▶ [TASK BRIEF] Format every line of the rows below as a JSON list of strings, with one string per line and no entries for blank lines.

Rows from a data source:

______

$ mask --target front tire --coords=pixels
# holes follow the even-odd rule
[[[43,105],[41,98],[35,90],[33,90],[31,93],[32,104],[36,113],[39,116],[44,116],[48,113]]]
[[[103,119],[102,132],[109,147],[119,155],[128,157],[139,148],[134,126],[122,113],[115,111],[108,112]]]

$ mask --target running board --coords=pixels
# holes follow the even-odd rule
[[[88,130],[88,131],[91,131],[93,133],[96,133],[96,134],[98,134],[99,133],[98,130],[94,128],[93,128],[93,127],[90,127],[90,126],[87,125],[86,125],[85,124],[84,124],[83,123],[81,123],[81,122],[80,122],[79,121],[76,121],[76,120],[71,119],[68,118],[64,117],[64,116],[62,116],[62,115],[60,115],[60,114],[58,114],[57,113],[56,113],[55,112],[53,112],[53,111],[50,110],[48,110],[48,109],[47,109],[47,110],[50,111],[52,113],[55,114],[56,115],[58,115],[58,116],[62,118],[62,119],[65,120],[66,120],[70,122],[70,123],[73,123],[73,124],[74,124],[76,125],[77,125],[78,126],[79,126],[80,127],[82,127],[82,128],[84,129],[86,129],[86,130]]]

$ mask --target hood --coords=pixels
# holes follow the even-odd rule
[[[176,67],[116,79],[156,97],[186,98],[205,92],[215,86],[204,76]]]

______

▶ [SOLUTION]
[
  "$ mask --target front tire --coords=pixels",
  "# holes follow the even-odd rule",
  "[[[43,105],[41,98],[35,90],[33,90],[31,93],[32,104],[36,113],[39,116],[44,116],[48,113]]]",
  "[[[103,119],[102,132],[109,147],[119,155],[128,157],[139,148],[134,126],[122,113],[115,111],[108,112]]]",
  "$ mask --target running board --coords=pixels",
  "# holes follow the even-odd rule",
  "[[[88,130],[88,131],[91,131],[93,133],[96,133],[96,134],[98,134],[99,133],[98,130],[94,128],[93,128],[93,127],[90,127],[90,126],[87,125],[86,125],[85,124],[84,124],[83,123],[81,123],[81,122],[80,122],[79,121],[76,121],[76,120],[71,119],[68,118],[64,117],[64,116],[62,116],[62,115],[60,115],[60,114],[58,114],[57,113],[56,113],[55,112],[53,112],[53,111],[50,110],[48,110],[48,109],[47,109],[47,110],[50,111],[52,113],[55,114],[56,115],[58,115],[58,116],[62,118],[62,119],[65,120],[66,120],[70,122],[70,123],[73,123],[73,124],[74,124],[76,125],[77,125],[78,126],[79,126],[80,127],[82,127],[82,128],[84,129],[86,129],[86,130]]]",
  "$ mask --target hood --coords=pixels",
  "# holes follow the even-odd rule",
  "[[[176,67],[116,79],[156,97],[186,98],[205,92],[215,86],[204,76]]]"
]